Assignment: Transcribe exactly the lines that fall between the one holding "Pin every instance of the white" and the one holding "Pin every instance of the boulder.", inclusive, from the entries below.

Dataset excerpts

++++

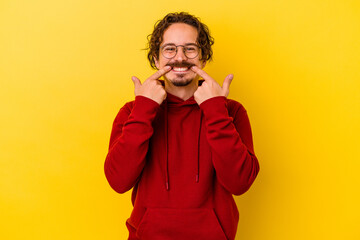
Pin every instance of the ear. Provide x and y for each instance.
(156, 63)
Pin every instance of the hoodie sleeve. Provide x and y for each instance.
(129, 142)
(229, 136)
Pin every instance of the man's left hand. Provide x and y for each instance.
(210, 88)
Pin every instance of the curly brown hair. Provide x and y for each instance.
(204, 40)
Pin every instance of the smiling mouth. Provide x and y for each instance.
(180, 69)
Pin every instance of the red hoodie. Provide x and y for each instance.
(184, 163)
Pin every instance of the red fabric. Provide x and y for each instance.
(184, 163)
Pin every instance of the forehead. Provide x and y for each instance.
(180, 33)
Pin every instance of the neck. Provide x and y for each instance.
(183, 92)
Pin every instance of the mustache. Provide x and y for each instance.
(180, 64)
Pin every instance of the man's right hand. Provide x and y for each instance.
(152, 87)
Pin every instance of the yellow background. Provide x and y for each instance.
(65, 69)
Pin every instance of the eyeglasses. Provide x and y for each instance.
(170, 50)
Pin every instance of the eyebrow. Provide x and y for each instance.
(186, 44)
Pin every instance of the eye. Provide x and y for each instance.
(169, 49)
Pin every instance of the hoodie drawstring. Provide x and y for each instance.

++++

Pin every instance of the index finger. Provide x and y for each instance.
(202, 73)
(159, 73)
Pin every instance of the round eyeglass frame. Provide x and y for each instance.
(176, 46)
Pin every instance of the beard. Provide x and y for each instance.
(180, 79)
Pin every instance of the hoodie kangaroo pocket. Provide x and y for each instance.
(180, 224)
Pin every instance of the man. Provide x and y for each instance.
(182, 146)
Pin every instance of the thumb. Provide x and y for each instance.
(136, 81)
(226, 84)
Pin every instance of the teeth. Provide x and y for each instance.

++++

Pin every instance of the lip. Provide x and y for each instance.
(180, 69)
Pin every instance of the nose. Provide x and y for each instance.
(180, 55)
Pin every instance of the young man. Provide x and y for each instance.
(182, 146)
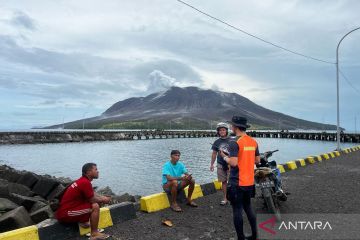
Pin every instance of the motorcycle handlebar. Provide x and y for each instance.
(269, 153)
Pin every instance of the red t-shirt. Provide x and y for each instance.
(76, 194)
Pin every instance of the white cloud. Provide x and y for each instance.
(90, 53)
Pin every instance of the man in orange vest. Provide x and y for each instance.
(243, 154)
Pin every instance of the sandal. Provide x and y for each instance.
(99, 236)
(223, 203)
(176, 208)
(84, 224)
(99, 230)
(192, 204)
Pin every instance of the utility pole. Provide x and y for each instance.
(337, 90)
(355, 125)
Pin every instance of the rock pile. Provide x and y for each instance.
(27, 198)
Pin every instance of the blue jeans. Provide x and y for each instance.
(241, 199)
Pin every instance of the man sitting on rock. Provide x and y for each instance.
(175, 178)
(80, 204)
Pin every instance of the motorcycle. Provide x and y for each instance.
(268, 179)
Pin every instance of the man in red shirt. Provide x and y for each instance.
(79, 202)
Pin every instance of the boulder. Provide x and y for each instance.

++++

Task result:
Pin every instance of the white cloud. Provide x and y for each instance.
(90, 53)
Pin every instance of the man in orange vest. Provide x and y for each instance.
(243, 154)
Pin every instance of the sandal. Provide x and y for each instance.
(99, 236)
(223, 203)
(176, 208)
(84, 224)
(99, 230)
(192, 204)
Pin every instance of the utility pole. Provide x and y for each instance.
(337, 90)
(355, 125)
Pin every instance of the rock pile. Provide x and y for each instance.
(27, 198)
Pin every instance of the blue jeans. Provide x and y for each instance.
(241, 199)
Pin every instance of the man sitting on rock. Provide x and y for each instance.
(175, 178)
(80, 204)
Pin every instance of the motorcycle. Provide x and y for each instance.
(268, 179)
Pin every instance of the man in red shirt. Provide x and y for each instance.
(79, 202)
Pin every instance of the boulder. Provide x and y for each instance.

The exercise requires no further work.